● PROBLEM
Please print each entry below exactly as it reads.

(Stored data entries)
*** Block opens ***

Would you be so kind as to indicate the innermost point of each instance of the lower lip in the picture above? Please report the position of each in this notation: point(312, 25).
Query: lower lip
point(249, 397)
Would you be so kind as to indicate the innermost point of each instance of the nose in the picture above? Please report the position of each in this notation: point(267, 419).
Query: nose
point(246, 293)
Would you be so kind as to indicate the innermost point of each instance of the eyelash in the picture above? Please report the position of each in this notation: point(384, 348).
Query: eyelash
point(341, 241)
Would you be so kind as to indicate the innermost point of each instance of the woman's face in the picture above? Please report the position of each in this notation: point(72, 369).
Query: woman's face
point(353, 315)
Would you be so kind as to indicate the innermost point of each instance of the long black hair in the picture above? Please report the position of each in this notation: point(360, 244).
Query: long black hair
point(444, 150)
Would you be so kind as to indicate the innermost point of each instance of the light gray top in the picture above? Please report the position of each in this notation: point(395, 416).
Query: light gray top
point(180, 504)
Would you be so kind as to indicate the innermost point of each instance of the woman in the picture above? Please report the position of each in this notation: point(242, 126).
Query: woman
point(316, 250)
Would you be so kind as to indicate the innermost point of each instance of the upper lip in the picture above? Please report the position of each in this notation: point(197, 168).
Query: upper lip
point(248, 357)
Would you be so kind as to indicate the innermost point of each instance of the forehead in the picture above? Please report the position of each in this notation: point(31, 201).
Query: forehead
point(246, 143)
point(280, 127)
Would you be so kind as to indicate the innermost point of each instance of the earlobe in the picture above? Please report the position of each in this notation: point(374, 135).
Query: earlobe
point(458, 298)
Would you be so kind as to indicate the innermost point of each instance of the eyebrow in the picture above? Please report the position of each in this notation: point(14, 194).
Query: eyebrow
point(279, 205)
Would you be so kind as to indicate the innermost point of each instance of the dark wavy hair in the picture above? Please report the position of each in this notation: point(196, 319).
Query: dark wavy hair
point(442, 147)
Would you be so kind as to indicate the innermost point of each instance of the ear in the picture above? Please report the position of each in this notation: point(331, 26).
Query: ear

*** Block closes ***

● TASK OUTPUT
Would you be so kind as to indicate the innermost point of each instance of the lower lip in the picture above? Please report the position of each in this notation: point(312, 25).
Query: lower lip
point(249, 397)
Would you be so kind as to indicate the innermost point of each instance of the nose in the picture above? Please report the position of each in this notation: point(267, 419).
Query: nose
point(246, 293)
Would you be so kind as to indicate the innermost point of each instance of the eyelash in the picture above? Please report the position of each in this notation: point(384, 348).
Query: eyelash
point(341, 241)
Would you be so kind as to indicate the innermost point of each instance of the woman's face in the picture above? Please report the position of each in this notation: point(72, 369).
Query: woman's face
point(353, 315)
Would you be so kind as to indicate the innermost point of each instance of the long black hair in the picture above? Please report the position of each in this notation: point(360, 244).
Query: long black hair
point(444, 150)
Would you be so kind as to indicate the innermost point of each instance of the light gray top in the picture above? Please report the position of each in this notation: point(395, 416).
Query: light gray top
point(180, 504)
Would you be so kind as to indicate the innermost point of each instance of the woman in the picture above? Please report the position of each in this notation: point(242, 126).
Query: woman
point(316, 250)
Would you be so kind as to indicate the innermost point of each instance of the upper lip in the picture above? Please report the position of each in this notation: point(197, 168).
Query: upper lip
point(248, 357)
Would you be so kind as to indicate the innermost point of each instance of the forehead in the picture above? Please report the position of each in this notation: point(31, 201).
Query: forehead
point(246, 143)
point(280, 127)
Would you be so kind as to indicate the innermost point of each instance of the earlobe in the picture above? Please report the position of each in this notation: point(374, 135).
Query: earlobe
point(458, 298)
Would you be so kind as to indicate the innermost point of each instance of the eyebrow in the picture above? Please report the position of each in this notation: point(14, 194).
Query: eyebrow
point(279, 205)
Would you be so kind as to indicate the innermost point of each instance of the dark wavy hair in the picture above? Please report the position of each in this notation: point(196, 319).
Query: dark wavy hair
point(442, 147)
Would you be so kind as to indicate the innermost point of each instance of the ear in the picture above? Please report the position of each in this notation: point(331, 26).
Query: ear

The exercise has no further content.